◆ TEXT SECTION:
Will the Reserve Bank of India (RBI) allow the crisis-ridden Paytm Payments Bank Ltd (PPBL) to shut shop? Unlikely, going by the innovative ways it has employed since 2020 to resolve distress in the banking system.
Also read: Paytm Founder and CEO Vijay Shekhar Sharma steps down from Paytm Payments Bank board
It may be pertinent to note that the central bank had invoked Section 35A of the Banking Regulation (BR) Act for taking action against the erstwhile Punjab and Maharashtra Co-operative (PMC) Bank in 2019, erstwhile Lakshmi Vilas Bank (LVB) and Yes Bank (both in 2020).
But, the aforementioned banks were rescued either through amalgamation (PMC Bank with Unity Small Finance Bank and LVB with DBS Bank India or reconstruction. Yes Bank received ₹10,000 crore equity infusion from SBI, erstwhile HDFC, ICICI Bank, Axis Bank, Kotak Mahindra Bank, Federal Bank, Bandhan Bank and IDFC First Bank).
Ownership change or amalgamation?
Now, RBI has invoked Section 35A of the BR Act to crack the whip on PPBL. Given the central bank’s past record of not allowing troubled banks (except small urban co-operative banks) to be liquidated, banking experts say PPBL could either see a change of ownership or amalgamation with another player in the same space.
That PPBL’s reconstituted Board has been packed with ex-bankers and bureaucrats as independent directors is probably an indication that one of two aforementioned scenarios may play out.
The Bank’s board has been reconstituted with the appointment of Ex-Central Bank of India Chairman S Sridhar, retired IAS officer Debendranath Sarangi, former Executive Director of Bank of Baroda Ashok Kumar Garg and retired IAS officer Rajni Sekhri Sibal.
Besides the aforementioned appointments, PPBL’s board has former Executive Director of Punjab & Sind Bank Arvind Kumar Jain as Independent Director and Surinder Chawla, MD & CEO.
One 97 Communications Ltd (OCL), which owns 49 per cent stake in PPBL, has withdrawn its nominee from the Bank’s Board, with Vijay Shekhar Sharma, who owns 51 per cent stake in PPBL, stepping down as Part-Time non-executive Chairman and Board member.
Invoking Section 35A of the BR Act
In its January 31, 2024, order invoking Section 35A of the BR Act against PPBL, RBI observed that the Comprehensive System Audit report and subsequent compliance validation report of the external auditors revealed persistent non-compliances and continued material supervisory concerns in the bank, warranting further supervisory action. The Central Bank asked the Bank to stop onboarding new customers with immediate effect.

◆ SOURCE DATA:
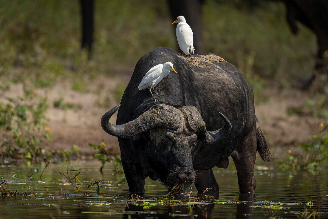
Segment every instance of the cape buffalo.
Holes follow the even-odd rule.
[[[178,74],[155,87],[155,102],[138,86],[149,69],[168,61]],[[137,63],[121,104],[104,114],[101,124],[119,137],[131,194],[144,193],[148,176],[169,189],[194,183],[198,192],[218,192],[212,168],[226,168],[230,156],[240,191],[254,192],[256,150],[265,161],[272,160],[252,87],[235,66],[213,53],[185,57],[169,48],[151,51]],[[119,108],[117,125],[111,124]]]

◆ REQUIRED ACTION A:
Answer these from the Paytm Payments Bank article:
(i) Which section of the Banking Regulation Act did RBI invoke against PPBL?
(ii) What stake in PPBL does One 97 Communications Ltd own?
(iii) What did RBI ask the bank to stop doing with immediate effect?
◆ REQUIRED ACTION B: Please copy the part of the Paytm Payments Bank article that opens with the words "One 97 Communications" and closes with "with immediate effect.".
◆ REQUIRED ACTION C: Carry on the Paytm Payments Bank article from its last sentence.
The material placed after the Paytm Payments Bank article is separate from that article.

◆ WRITTEN ANSWER A:
(i) Section 35A
(ii) 49 per cent
(iii) Onboarding new customers

◆ WRITTEN ANSWER B:
One 97 Communications Ltd (OCL), which owns 49 per cent stake in PPBL, has withdrawn its nominee from the Bank’s Board, with Vijay Shekhar Sharma, who owns 51 per cent stake in PPBL, stepping down as Part-Time non-executive Chairman and Board member.
Invoking Section 35A of the BR Act
In its January 31, 2024, order invoking Section 35A of the BR Act against PPBL, RBI observed that the Comprehensive System Audit report and subsequent compliance validation report of the external auditors revealed persistent non-compliances and continued material supervisory concerns in the bank, warranting further supervisory action. The Central Bank asked the Bank to stop onboarding new customers with immediate effect.

◆ WRITTEN ANSWER C:
Under Section 35A of the BR Act, the RBI can issue directions to a banking company to prevent its affairs being conducted in a manner detrimental to the interests of the depositors or in a manner prejudicial to the interests of the banking company; or to secure the proper management.
Further, the Reserve Bank, may, on a representation made to it or on its own motion, modify or cancel any direction issued under sub-section (1), and in so modifying or cancelling any direction may impose such conditions as it thinks fit.
Resolving distressed institutions
In a December 2022 speech, then RBI Deputy Governor MK Jain, observed that even before the onset of the pandemic, RBI had used innovative ways in resolving distressed institutions without requiring infusion of tax-payer money, while safeguarding depositor interest.
Instead of applying traditional template of merger of a weak bank with a strong domestic bank or Government bailing out a bank, innovative approaches were adopted, he added.
Also read: Paytm ready for all options for bank’s survival, including acquisition
“In the case of Yes Bank, a group of banks came together to infuse capital to revive the bank. In the case of Punjab and Maharashtra Co-operative Bank, a market-based resolution through the expression of interest route was used. For, Lakshmi Vilas Bank, a foreign bank, albeit through wholly owned subsidiary route, was allowed to acquire the operations,” Jain then said.